Copy the stretch of the assignment text from "## Question 1" through "with this data.", swapping "gzip" for "brotli".

═══ EXERCISE PASSAGE ═══

In this part of the assignment, you will use data sourced from the Open Database of Addresses (ODA) provided courtesy of Statistics Canada. You can find the link to the database here: https://www.statcan.gc.ca/en/lode/databases/oda. 

This data is provided under the terms of the [Open Government License - Canada](https://open.canada.ca/en/open-government-licence-canada). 

You can find the data as a zipfile in D2L with the assignment, and you should unpack this and run it in the same directory as this notebook.


## Question 1

First, explore your data and the conversion task that you will be working with. In the cell below:

Compare the conversion of the files to parquet using different compression algorithms. What is the difference between using no compression, snappy, and gzip? Comment on processing times and approximately how much compression you observe has been achieved with this data.

═══ INFORMATION SHOWN ═══

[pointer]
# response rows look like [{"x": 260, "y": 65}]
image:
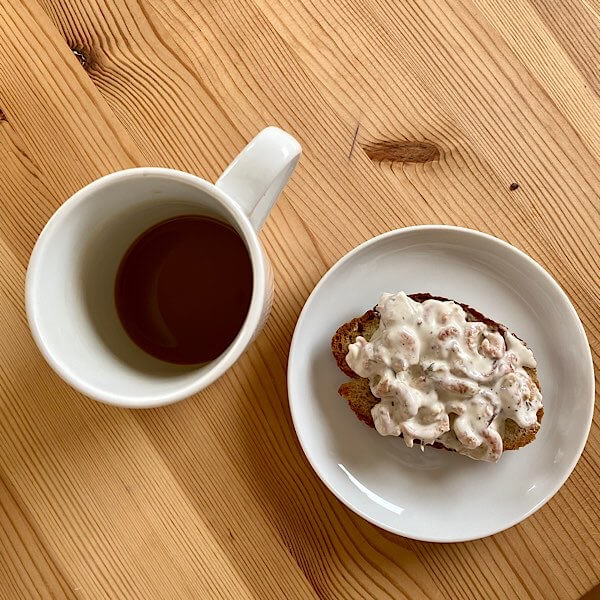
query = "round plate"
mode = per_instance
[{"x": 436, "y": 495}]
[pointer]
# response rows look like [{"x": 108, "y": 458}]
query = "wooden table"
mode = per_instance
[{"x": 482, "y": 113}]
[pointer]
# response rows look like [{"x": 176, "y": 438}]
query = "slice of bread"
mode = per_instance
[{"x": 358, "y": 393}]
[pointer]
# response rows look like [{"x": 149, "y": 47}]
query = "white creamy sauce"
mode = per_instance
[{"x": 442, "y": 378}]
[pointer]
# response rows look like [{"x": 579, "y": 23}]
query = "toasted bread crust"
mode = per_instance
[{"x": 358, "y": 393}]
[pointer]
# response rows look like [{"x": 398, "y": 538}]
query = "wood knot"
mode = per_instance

═══
═══ INFORMATION SHOWN ═══

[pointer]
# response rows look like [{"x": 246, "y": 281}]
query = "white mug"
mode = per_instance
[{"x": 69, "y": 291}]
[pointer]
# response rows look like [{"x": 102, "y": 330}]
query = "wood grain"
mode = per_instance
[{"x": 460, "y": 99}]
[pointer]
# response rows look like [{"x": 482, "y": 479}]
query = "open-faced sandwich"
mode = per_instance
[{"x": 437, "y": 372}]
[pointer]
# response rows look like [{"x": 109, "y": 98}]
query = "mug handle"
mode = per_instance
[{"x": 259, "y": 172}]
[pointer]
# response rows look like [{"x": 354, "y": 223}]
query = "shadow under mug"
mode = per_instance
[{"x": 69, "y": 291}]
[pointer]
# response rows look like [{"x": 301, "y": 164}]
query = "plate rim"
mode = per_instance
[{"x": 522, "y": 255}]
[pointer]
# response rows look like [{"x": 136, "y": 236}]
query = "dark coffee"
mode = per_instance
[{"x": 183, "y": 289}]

═══

SOLVED PROBLEM:
## Question 1

First, explore your data and the conversion task that you will be working with. In the cell below:

Compare the conversion of the files to parquet using different compression algorithms. What is the difference between using no compression, snappy, and brotli? Comment on processing times and approximately how much compression you observe has been achieved with this data.